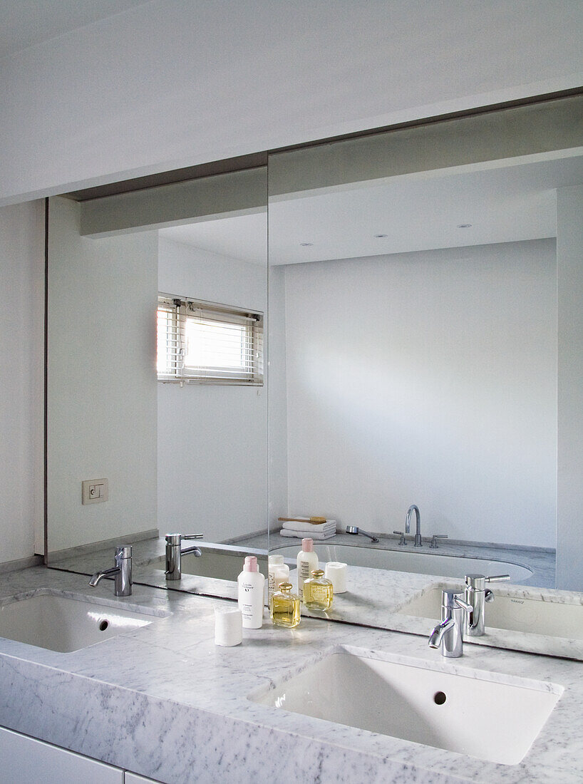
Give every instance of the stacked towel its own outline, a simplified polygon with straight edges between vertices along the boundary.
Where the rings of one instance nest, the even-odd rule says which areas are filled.
[[[292,536],[295,539],[331,539],[335,535],[335,520],[327,520],[325,523],[310,523],[307,517],[305,522],[286,520],[280,531],[281,536]]]

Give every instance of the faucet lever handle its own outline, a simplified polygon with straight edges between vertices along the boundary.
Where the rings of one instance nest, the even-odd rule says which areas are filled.
[[[433,550],[437,550],[437,539],[447,539],[447,534],[433,534],[431,537],[431,544],[429,547]]]
[[[454,597],[454,601],[458,605],[458,607],[461,607],[462,609],[465,610],[466,612],[473,612],[473,607],[472,607],[472,605],[469,604],[467,601],[465,601],[461,596],[455,596]]]
[[[183,539],[202,539],[204,534],[166,534],[165,539],[168,544],[180,544]]]

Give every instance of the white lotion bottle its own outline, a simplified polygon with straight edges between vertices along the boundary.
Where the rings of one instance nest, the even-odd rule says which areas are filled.
[[[289,582],[289,567],[284,563],[283,555],[270,555],[267,563],[267,604],[271,609],[273,593],[279,590],[282,583]]]
[[[304,580],[311,577],[318,568],[318,557],[313,551],[313,539],[302,539],[302,550],[298,553],[298,595],[303,601]]]
[[[255,556],[247,556],[243,571],[237,578],[237,584],[243,628],[261,629],[263,625],[265,577],[259,572]]]

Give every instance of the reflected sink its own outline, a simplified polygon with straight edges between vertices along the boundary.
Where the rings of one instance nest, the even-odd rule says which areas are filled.
[[[70,653],[155,619],[153,614],[42,592],[0,604],[0,637]]]
[[[491,762],[517,764],[563,689],[419,659],[341,649],[250,696],[262,705]],[[448,671],[449,670],[449,671]]]
[[[444,585],[443,587],[451,586]],[[397,612],[404,615],[438,620],[441,618],[441,589],[440,584],[429,589]],[[505,629],[545,637],[583,640],[583,604],[524,599],[501,594],[499,590],[499,588],[494,590],[494,601],[486,604],[486,634],[488,628]],[[472,641],[471,637],[468,640]]]

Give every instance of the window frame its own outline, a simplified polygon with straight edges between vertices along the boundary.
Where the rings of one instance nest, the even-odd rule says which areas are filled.
[[[161,313],[167,314],[165,372],[160,368]],[[189,319],[204,323],[243,326],[245,336],[241,365],[187,365],[186,325]],[[263,313],[234,306],[158,292],[157,307],[157,376],[158,383],[263,386]],[[164,328],[162,327],[162,328]],[[246,364],[245,364],[246,363]]]

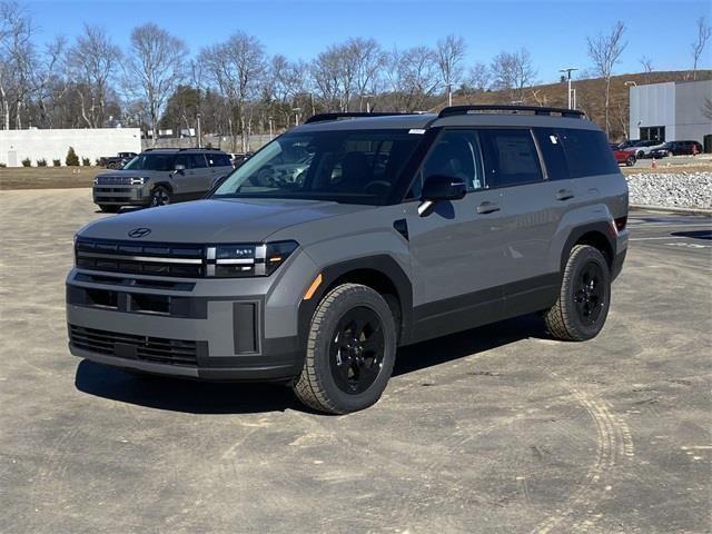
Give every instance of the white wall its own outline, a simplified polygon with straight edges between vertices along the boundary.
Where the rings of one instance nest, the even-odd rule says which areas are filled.
[[[89,158],[93,165],[101,156],[140,152],[141,132],[138,128],[0,130],[0,162],[8,167],[21,167],[24,158],[32,167],[42,158],[50,167],[52,159],[65,165],[69,147],[75,147],[80,161]]]

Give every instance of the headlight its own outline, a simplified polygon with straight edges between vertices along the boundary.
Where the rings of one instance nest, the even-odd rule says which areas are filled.
[[[206,275],[216,278],[269,276],[298,246],[296,241],[274,241],[208,247]]]

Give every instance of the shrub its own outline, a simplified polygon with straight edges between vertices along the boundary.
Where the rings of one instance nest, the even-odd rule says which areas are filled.
[[[67,150],[67,159],[65,159],[67,167],[78,167],[79,166],[79,156],[75,152],[75,147],[69,147]]]

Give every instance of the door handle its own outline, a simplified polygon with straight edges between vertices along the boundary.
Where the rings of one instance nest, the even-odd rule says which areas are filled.
[[[556,191],[556,200],[568,200],[570,198],[574,198],[574,191],[571,189],[560,189]]]
[[[494,211],[500,211],[500,206],[494,202],[484,201],[479,206],[477,206],[477,212],[485,215],[492,214]]]

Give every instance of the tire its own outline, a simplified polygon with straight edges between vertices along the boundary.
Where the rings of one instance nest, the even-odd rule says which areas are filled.
[[[395,356],[396,326],[386,300],[370,287],[343,284],[314,313],[304,368],[293,389],[316,411],[357,412],[378,402]]]
[[[156,186],[151,190],[151,207],[166,206],[170,204],[170,189],[168,189],[166,186]]]
[[[566,342],[591,339],[603,328],[610,305],[611,274],[605,257],[589,245],[574,246],[558,299],[544,312],[548,333]]]

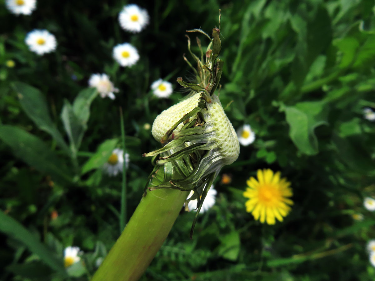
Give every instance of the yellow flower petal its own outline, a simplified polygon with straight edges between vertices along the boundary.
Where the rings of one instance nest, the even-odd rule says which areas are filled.
[[[259,185],[259,183],[252,176],[246,181],[246,183],[249,187],[254,189],[256,189]]]
[[[260,204],[258,204],[254,208],[253,212],[252,213],[254,216],[254,219],[257,221],[259,219],[259,216],[260,215],[260,208],[261,205]]]
[[[262,223],[274,224],[276,219],[282,221],[293,204],[289,198],[293,195],[290,182],[280,179],[280,172],[274,173],[270,169],[258,170],[256,175],[258,181],[251,177],[246,181],[249,187],[243,193],[249,198],[245,203],[246,211]]]
[[[261,207],[260,219],[259,220],[262,223],[264,223],[264,221],[266,219],[266,210],[267,208],[264,205],[263,205]]]

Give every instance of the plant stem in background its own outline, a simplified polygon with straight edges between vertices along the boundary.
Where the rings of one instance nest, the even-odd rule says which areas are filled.
[[[121,126],[121,142],[122,143],[123,159],[124,164],[122,166],[122,184],[121,185],[121,206],[120,218],[120,231],[121,233],[126,223],[126,161],[125,157],[126,149],[125,147],[125,129],[124,128],[124,117],[122,108],[120,108],[120,124]]]
[[[189,193],[169,188],[148,192],[92,281],[140,278],[164,242]]]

───

*YOUR INSTRUCTIONS:* Take the listing above and restate it word for word, without its pictures.

*COMPLETE ANSWER:*
Give every instance of the stacked towel its own outline, a simplified polygon with straight edges between vertices along the boundary.
Where the rings of one instance nest, the even-odd rule says which areas are filled.
[[[292,536],[295,539],[331,539],[335,535],[335,520],[327,520],[325,523],[310,523],[307,517],[305,522],[286,520],[280,531],[281,536]]]

Give every instance of the faucet lever handle its own outline, a simplified polygon with straight edges between vertices along the boundary.
Where the rings of one instance nest, the even-odd rule says which areas are filled.
[[[433,550],[437,550],[437,539],[447,539],[447,534],[433,534],[431,537],[431,544],[429,547]]]
[[[454,597],[454,601],[458,605],[458,607],[461,607],[462,609],[465,610],[466,612],[473,612],[473,607],[472,607],[472,605],[469,604],[467,601],[465,601],[461,596],[455,596]]]
[[[183,539],[202,539],[204,534],[166,534],[165,539],[168,544],[180,544]]]

Give every instance of the white lotion bottle its own outline, a simplified polygon with straight edges between vertices along the boundary.
Where the rings of one instance nest, the even-odd rule says which areas are filled.
[[[289,582],[289,567],[284,563],[283,555],[270,555],[267,563],[267,604],[271,609],[273,593],[279,590],[282,583]]]
[[[304,580],[311,577],[318,568],[318,557],[313,551],[313,539],[302,539],[302,550],[298,553],[298,595],[303,601]]]
[[[255,556],[247,556],[243,571],[237,578],[237,584],[243,628],[261,629],[263,625],[265,577],[259,572]]]

Give every instance of the reflected sink its own outline, a simplified polygon with straight edges between vertices along the boundary.
Where the rings of one instance nest, the even-odd rule says which areas are filled.
[[[70,653],[155,619],[153,614],[42,592],[0,604],[0,637]]]
[[[491,762],[517,764],[563,689],[419,659],[341,649],[250,696],[262,705]],[[448,671],[449,670],[449,671]]]
[[[444,585],[443,587],[451,586]],[[397,612],[404,615],[438,620],[441,618],[441,589],[440,584],[429,589]],[[505,629],[545,637],[583,640],[583,604],[524,599],[501,594],[499,590],[499,588],[494,590],[494,601],[486,604],[486,634],[488,628]],[[472,641],[471,637],[468,640]]]

Give every instance of the window frame its own outline, a simplified polygon with straight edges between vertices along the boundary.
Where the rings of one instance nest, the even-odd rule says which areas are filled.
[[[161,313],[167,314],[165,372],[160,368]],[[189,319],[204,323],[243,326],[245,336],[241,365],[187,365],[186,325]],[[263,313],[234,306],[158,292],[157,307],[157,376],[158,383],[263,386]],[[164,328],[162,327],[162,328]],[[246,364],[245,364],[246,363]]]

Give every instance of the white wall its own outline, a simplified polygon with straight edges between vertices along the boundary.
Where the rings of one instance nest, the even-odd rule says which areas are filled.
[[[89,158],[93,165],[101,156],[140,152],[141,132],[138,128],[0,130],[0,162],[8,167],[21,167],[24,158],[32,167],[42,158],[50,167],[52,159],[65,165],[69,147],[75,147],[80,161]]]

Give every instance of the headlight its own outline, a simplified polygon with straight edges between vertices along the boundary.
Where the rings of one instance nest, the even-odd rule says which areas are filled.
[[[206,275],[216,278],[269,276],[298,246],[296,241],[274,241],[208,247]]]

Give every instance of the shrub its own outline, a simplified polygon with straight edges between vertices along the boundary.
Where the rings of one instance nest, the even-odd rule says which areas are filled.
[[[67,150],[67,159],[65,159],[67,167],[78,167],[79,166],[79,156],[75,152],[75,147],[69,147]]]

Give every instance of the door handle its own outline, a simplified polygon with straight edges between vertices along the boundary.
Where the rings of one instance nest, the even-odd rule says which areas are filled.
[[[556,191],[556,200],[568,200],[570,198],[574,198],[574,191],[571,189],[560,189]]]
[[[494,211],[500,211],[500,206],[494,202],[484,201],[479,206],[477,206],[477,212],[485,215],[492,214]]]

Give every instance of the tire its own outline, a simplified polygon with straight edges between vertices along the boundary.
Where the rings of one instance nest, the even-odd rule says which areas are filled.
[[[395,356],[396,326],[386,300],[370,287],[343,284],[314,313],[304,368],[293,389],[316,411],[357,412],[378,402]]]
[[[156,186],[151,190],[151,207],[166,206],[170,204],[170,189],[168,189],[166,186]]]
[[[566,342],[591,339],[603,328],[610,305],[611,274],[605,257],[589,245],[574,246],[558,299],[544,312],[548,333]]]

Give every instance of the yellow flower petal its own outline, a simplified polygon with straight edges between vertices along the boundary.
Where the rings of one instance nest, the even-odd rule says which areas are filled.
[[[259,185],[259,183],[252,176],[246,181],[246,183],[249,187],[254,189],[256,189]]]
[[[260,204],[258,204],[254,208],[253,212],[252,213],[254,216],[254,219],[257,221],[259,219],[259,216],[260,215],[260,208],[261,205]]]
[[[262,223],[274,224],[276,219],[282,221],[293,204],[289,198],[293,195],[290,182],[280,179],[280,172],[274,173],[270,169],[258,170],[256,175],[258,181],[251,177],[246,181],[249,187],[243,193],[249,198],[245,203],[246,211]]]
[[[261,207],[260,219],[259,220],[262,223],[264,223],[264,221],[266,219],[266,210],[267,208],[264,205],[263,205]]]

Give every instance of the plant stem in background its own outline, a simplified polygon with straight edges between vertices along the boundary.
Where the rings of one instance nest, the even-odd rule says which areas are filled.
[[[121,126],[121,142],[122,143],[123,159],[124,164],[122,166],[122,184],[121,185],[121,206],[120,218],[120,231],[121,233],[126,223],[126,161],[125,157],[126,149],[125,147],[125,129],[124,128],[124,117],[122,108],[120,108],[120,124]]]
[[[189,193],[169,188],[148,192],[92,281],[140,278],[164,242]]]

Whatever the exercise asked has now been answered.